*WHAT YOU WILL DO:*
A - Answer these from the Nepal mission article:
(i) Who took the photos?
(ii) How many days did Megh Gurung's visit last?
(iii) How many baptisms did Megh report from his Rolpa visit?
B - Reproduce everything in the Nepal mission article from "In July, our" down to "them through Megh.".

*PAGE EXCERPT:*
· · · ·

Mission Moments: Nepal

Gary Fallesen

Mission Moments: Nepal

Remembering visits with joy

By Gary Fallesen, founding president, Climbing For Christ

The church at Korchabang in worship. (Photos by Megh Gurung)

I better understand now Paul’s letters to the young church of his day about longing to see them. In 1 Thessalonians 3:6, he wrote about Timothy’s return from the church at Thessalonica: “He reports that you always remember our visit with joy and that you want to see us as much as we want to see you.”

In July, our Nepali kingdom worker, Megh Gurung, went to see the body of believers God has used us to help build up in the Mid-West district of Rolpa – the churches at Korchabang, Dharmashala, and Ghapa. I sent a message to them through Megh.

“I convey your greetings,” Megh told me during his 12-day visit. “Everybody asked me, ‘When will Gary Ba [Gary Father] be back?’ I said, ‘Gary Ba will come next year in May.’ They are exciting here.”

I was excited as well from where I was, halfway around the world.

I look forward to Mission: Nepal 2020, Part 1, which will take us back to Rolpa and to the Humla district in the northwest corner of Nepal, where we have been blessed to witness an explosion of believers in recent years. (But before that, we have a trek to the unreached Tsum Valley scheduled in November for Mission: Nepal 2019, Part 2, and there are other trips planned to Turkey, Tanzania, Malawi, and Indonesia to spend time teaching and encouraging young churches and new believers.)

The church grows despite persecution in the hard places and complacency in the easy places. God does not slumber nor sleep.

Megh excited us with a praiseworthy report from his Rolpa visit: 18 baptisms, nine new believers, and many, many more taught and encouraged in their faith.

· · · ·

*STORED DATA:*

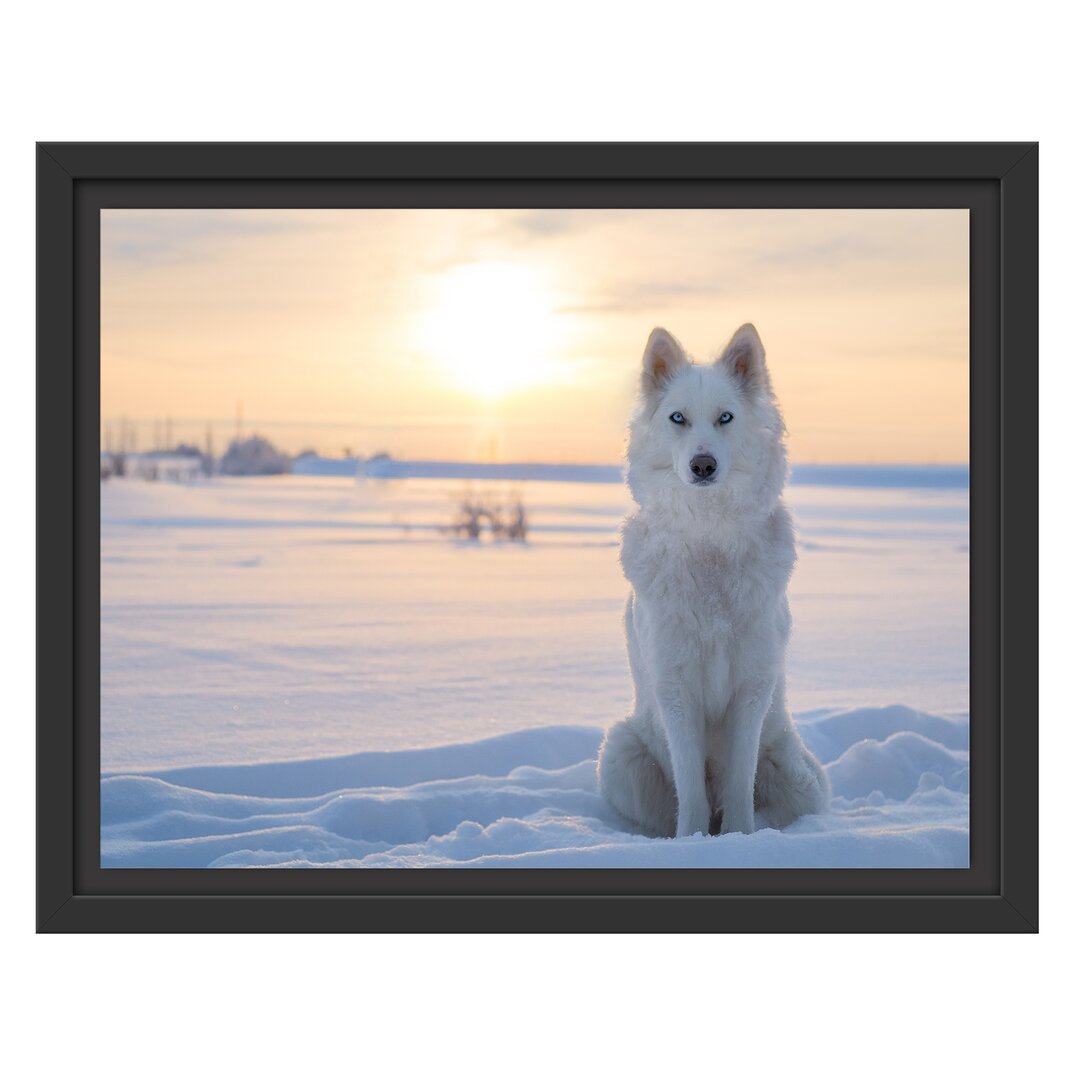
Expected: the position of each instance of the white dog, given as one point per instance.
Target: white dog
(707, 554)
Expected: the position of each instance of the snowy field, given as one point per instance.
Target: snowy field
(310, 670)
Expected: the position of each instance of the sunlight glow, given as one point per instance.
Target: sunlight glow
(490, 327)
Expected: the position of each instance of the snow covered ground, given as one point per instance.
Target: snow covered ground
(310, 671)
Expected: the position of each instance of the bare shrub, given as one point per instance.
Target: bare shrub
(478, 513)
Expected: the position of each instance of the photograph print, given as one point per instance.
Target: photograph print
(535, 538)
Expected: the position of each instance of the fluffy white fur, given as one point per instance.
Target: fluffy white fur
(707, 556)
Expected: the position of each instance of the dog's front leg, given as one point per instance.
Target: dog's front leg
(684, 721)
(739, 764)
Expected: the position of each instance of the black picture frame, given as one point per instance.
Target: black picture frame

· · · ·

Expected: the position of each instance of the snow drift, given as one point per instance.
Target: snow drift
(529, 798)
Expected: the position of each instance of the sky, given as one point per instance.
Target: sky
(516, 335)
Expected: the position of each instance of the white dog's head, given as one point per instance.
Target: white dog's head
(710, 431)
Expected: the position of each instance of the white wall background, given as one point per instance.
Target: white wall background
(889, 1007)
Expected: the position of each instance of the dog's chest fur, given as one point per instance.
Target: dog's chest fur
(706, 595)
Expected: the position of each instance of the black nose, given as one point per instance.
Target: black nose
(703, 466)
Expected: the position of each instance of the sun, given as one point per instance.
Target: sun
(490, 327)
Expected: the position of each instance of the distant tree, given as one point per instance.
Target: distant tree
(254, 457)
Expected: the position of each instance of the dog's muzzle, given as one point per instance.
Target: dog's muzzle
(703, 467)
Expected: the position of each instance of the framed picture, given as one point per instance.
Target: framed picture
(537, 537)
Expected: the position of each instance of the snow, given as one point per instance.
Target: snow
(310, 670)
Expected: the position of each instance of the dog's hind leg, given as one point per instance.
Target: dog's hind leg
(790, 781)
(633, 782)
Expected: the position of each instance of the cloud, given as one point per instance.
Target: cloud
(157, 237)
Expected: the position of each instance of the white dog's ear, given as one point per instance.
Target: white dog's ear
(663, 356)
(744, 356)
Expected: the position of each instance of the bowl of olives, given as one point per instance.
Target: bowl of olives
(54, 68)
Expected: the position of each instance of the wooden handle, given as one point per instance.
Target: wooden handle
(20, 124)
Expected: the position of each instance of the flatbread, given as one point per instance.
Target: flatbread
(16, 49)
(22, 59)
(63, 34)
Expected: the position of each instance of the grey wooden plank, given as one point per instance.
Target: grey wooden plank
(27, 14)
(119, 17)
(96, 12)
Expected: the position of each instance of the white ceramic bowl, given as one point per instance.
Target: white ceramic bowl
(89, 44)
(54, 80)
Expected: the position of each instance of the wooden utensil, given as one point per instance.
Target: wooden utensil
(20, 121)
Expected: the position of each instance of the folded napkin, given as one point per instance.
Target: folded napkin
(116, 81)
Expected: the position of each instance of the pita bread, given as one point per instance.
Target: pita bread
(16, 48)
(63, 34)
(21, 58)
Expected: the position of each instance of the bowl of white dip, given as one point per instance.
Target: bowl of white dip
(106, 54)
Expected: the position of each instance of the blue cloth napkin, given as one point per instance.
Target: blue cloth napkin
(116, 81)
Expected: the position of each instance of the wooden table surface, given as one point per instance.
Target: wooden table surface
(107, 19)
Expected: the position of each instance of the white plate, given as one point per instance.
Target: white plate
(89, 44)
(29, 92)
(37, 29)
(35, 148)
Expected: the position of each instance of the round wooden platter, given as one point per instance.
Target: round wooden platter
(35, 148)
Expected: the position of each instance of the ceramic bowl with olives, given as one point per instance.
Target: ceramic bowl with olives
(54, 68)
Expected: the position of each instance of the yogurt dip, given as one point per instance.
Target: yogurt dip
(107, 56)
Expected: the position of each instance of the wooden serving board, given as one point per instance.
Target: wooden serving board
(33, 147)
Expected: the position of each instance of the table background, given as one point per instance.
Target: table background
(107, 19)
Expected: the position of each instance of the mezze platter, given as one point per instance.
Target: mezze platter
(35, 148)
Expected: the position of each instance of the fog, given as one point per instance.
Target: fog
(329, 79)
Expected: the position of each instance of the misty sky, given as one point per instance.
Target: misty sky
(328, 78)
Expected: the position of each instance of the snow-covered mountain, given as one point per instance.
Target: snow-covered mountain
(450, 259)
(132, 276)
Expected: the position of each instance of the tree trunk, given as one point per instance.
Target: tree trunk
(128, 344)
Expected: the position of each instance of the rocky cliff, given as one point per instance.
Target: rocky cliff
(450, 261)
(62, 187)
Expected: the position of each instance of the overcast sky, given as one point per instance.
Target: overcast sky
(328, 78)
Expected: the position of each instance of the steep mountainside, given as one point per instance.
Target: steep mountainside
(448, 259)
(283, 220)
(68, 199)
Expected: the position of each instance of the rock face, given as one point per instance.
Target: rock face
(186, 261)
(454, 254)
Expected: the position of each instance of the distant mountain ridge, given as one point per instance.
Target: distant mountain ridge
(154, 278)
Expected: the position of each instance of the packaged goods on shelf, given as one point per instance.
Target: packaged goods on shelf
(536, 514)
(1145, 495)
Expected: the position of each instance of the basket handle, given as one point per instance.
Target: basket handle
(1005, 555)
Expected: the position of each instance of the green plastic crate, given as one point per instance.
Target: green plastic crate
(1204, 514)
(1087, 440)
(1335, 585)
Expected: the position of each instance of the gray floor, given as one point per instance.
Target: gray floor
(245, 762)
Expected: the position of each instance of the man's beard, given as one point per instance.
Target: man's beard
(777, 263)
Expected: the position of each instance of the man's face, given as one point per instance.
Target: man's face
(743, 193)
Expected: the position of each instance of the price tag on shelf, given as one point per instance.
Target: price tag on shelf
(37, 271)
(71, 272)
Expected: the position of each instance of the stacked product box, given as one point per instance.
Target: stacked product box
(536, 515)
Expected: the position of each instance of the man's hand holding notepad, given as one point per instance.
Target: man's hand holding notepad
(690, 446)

· · · ·

*WORKED SOLUTIONS:*
A -
(i) Megh Gurung
(ii) 12 days
(iii) 18

B -
In July, our Nepali kingdom worker, Megh Gurung, went to see the body of believers God has used us to help build up in the Mid-West district of Rolpa – the churches at Korchabang, Dharmashala, and Ghapa. I sent a message to them through Megh.